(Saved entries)
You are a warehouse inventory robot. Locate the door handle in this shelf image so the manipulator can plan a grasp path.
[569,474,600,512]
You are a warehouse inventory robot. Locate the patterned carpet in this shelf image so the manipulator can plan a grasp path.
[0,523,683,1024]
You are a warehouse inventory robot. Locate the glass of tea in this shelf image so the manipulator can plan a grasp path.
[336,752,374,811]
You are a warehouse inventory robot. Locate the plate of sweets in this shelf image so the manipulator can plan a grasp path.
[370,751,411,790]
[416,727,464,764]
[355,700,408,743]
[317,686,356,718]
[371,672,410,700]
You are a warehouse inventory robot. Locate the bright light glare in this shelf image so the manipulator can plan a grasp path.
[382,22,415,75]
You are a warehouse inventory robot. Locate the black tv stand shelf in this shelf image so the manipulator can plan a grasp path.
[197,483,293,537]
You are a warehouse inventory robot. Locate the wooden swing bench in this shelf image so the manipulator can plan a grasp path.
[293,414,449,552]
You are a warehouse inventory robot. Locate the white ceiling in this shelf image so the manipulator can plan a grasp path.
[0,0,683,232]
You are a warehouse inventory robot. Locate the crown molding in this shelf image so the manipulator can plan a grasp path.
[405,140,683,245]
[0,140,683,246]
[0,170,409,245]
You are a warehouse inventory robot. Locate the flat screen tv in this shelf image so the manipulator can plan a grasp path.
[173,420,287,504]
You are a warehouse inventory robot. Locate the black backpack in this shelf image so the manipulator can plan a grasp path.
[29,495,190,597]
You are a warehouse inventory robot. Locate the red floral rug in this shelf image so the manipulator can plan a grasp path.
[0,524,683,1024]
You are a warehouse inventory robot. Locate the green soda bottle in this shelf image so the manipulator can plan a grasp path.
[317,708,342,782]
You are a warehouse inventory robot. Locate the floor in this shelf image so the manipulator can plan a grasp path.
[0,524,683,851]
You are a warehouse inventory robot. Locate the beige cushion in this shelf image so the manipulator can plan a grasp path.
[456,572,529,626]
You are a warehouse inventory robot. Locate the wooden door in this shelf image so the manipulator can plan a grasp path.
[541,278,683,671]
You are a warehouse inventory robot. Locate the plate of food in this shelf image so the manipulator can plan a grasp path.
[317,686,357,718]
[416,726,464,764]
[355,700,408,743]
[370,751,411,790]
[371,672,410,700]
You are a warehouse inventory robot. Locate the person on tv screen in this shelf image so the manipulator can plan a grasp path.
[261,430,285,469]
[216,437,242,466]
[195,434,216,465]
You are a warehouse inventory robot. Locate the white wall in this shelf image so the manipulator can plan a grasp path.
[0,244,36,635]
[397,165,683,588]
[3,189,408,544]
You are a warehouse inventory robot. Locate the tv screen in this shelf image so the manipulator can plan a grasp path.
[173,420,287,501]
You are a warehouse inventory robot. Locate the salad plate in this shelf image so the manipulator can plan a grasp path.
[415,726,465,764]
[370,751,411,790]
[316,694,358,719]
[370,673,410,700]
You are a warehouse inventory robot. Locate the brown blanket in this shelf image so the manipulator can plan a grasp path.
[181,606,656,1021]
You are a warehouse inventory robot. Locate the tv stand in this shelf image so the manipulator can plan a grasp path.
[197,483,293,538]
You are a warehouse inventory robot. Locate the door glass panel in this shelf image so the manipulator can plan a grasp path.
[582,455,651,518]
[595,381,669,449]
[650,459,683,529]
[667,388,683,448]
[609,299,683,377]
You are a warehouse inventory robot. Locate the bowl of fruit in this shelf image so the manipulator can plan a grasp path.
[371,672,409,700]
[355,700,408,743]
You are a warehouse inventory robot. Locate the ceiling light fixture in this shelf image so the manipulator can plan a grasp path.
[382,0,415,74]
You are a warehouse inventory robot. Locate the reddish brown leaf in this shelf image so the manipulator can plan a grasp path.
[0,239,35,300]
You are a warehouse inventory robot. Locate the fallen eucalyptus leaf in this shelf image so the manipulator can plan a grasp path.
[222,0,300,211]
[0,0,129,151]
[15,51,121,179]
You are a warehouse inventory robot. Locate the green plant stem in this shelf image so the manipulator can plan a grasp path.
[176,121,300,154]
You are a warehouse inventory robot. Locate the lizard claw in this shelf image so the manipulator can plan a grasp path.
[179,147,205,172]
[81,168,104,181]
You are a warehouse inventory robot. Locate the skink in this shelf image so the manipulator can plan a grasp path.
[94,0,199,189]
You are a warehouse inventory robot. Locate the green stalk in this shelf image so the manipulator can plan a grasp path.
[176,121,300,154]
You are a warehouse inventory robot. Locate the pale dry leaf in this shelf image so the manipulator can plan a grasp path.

### GIVEN REQUEST
Reproduce the lines starting at the one containing "You are a warehouse inventory robot. Locate the floor" and ending at the one containing "[456,572,529,626]", substituting "tan cushion" for "beige cushion" and changing nothing else.

### FINISHED ANSWER
You are a warehouse inventory robot. Locate the floor in this shelf image so the manipulator can plan a grasp path.
[0,524,683,851]
You are a warehouse inventory robot. Locate the tan cushion in this shelf image so the manipulator can plan a grasp path.
[456,572,529,626]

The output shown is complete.